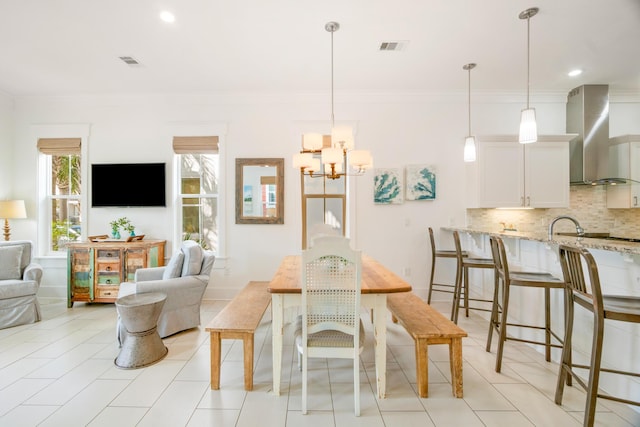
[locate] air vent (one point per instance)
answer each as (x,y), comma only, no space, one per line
(129,61)
(395,46)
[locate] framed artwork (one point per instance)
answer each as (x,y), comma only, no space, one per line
(420,182)
(387,186)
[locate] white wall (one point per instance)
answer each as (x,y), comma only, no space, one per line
(398,129)
(6,146)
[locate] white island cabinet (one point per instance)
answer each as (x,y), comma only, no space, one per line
(508,174)
(624,162)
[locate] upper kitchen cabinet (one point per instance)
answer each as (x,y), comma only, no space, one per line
(508,174)
(624,162)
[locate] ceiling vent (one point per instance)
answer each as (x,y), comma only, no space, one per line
(394,46)
(129,60)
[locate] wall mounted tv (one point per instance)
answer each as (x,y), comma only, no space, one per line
(128,185)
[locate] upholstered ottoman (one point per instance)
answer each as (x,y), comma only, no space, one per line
(139,314)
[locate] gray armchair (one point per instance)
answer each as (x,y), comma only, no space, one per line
(19,283)
(184,280)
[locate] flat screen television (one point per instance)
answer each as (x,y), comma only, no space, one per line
(128,185)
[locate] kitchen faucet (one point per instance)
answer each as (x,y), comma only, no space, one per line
(579,230)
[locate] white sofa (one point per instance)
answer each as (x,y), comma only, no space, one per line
(184,280)
(19,283)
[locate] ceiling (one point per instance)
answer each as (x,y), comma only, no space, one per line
(72,47)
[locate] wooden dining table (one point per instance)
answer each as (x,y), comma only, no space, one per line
(377,282)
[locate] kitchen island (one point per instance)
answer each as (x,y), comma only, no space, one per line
(619,268)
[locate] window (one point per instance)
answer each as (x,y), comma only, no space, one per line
(61,183)
(198,173)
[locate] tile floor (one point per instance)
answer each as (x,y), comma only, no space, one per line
(60,372)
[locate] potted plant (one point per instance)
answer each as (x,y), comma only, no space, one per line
(123,223)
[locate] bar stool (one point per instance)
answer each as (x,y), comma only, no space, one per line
(588,294)
(435,254)
(500,312)
(461,290)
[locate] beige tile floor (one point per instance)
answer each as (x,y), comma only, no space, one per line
(60,372)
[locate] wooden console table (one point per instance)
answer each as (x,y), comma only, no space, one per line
(96,269)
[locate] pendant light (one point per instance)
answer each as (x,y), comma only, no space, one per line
(470,140)
(528,126)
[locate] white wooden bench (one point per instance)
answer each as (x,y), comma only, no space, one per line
(428,326)
(239,320)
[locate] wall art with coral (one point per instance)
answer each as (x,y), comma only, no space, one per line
(387,186)
(420,182)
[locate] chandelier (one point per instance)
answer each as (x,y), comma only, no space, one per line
(337,154)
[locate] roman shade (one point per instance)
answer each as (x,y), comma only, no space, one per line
(195,144)
(59,146)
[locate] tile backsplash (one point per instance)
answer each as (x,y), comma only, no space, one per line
(587,204)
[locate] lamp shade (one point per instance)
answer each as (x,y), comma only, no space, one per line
(332,155)
(302,160)
(10,209)
(342,137)
(528,126)
(312,141)
(470,149)
(360,159)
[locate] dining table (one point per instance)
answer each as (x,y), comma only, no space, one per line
(377,282)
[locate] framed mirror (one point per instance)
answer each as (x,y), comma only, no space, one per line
(260,191)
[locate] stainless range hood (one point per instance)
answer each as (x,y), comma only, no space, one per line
(588,116)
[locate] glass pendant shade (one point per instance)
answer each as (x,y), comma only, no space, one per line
(470,149)
(528,126)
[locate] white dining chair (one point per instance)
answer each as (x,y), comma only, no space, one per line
(330,325)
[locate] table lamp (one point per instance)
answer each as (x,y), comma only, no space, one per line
(10,209)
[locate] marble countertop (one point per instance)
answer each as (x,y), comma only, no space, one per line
(585,242)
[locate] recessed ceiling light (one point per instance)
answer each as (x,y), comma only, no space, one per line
(167,16)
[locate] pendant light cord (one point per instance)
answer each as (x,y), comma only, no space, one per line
(528,57)
(332,116)
(469,101)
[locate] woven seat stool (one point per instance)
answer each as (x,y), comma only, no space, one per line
(435,255)
(587,293)
(500,312)
(461,297)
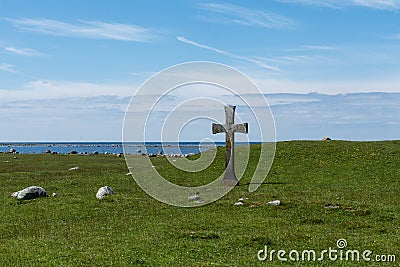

· · · · · · ·

What you need to do >>
Starting at the line that contains "[locate] chandelier (one point per instance)" and ending at the end of the records, write those lines out again with the requests included, shifting every coordinate in the answers by adding 143 to it. Leave the pictures out.

Answer for this exercise >>
[locate] chandelier (one point per instance)
answer each as (x,y), comma only, no space, one per line
(480,297)
[locate] roman shade (one point per instance)
answer each as (x,y), comma only, no space, one per line
(338,287)
(202,289)
[locate] tile backsplash (one point per instance)
answer each as (x,y), comma only, no space, one per line
(730,347)
[locate] lamp shade (one point per instance)
answer each as (x,y), comma only, no space, one per line
(475,298)
(445,303)
(153,352)
(485,280)
(671,269)
(455,284)
(613,292)
(503,302)
[locate] dining table (one point per instance)
answer each as (x,y), comma only, no space, one per line
(520,425)
[locate] framed mirror (one point per instance)
answer each as (x,y), comma only, no space, one per line
(403,334)
[locate] stainless range hood (one point per instance)
answer each as (x,y), comma only, no space, one per line
(731,259)
[locate] glass pendant shade (one point per instance)
answer each as (x,y), comma only, no space, one per line
(613,292)
(671,269)
[locate] white dining chair (one point per instance)
answer each as (x,y), comma only, no space, one per line
(473,468)
[locate] table lamp (one point per instance)
answer each as (x,y), comma only, no space, one per line
(153,352)
[locate] marble countertop (one point per instance)
answer each as (x,y), comma only, no space, one per line
(728,385)
[locate] recessed ceiling light (one point per instance)
answer each as (x,y), comma only, no space, one per line
(310,159)
[locate] pendant light cord (one point per instance)
answer each as (x,y), comma only, no space, one per line
(671,200)
(475,259)
(612,244)
[locate] woven seat stool (one point per instance)
answer each as (x,y), comma only, no space, one per line
(578,398)
(730,436)
(643,455)
(604,440)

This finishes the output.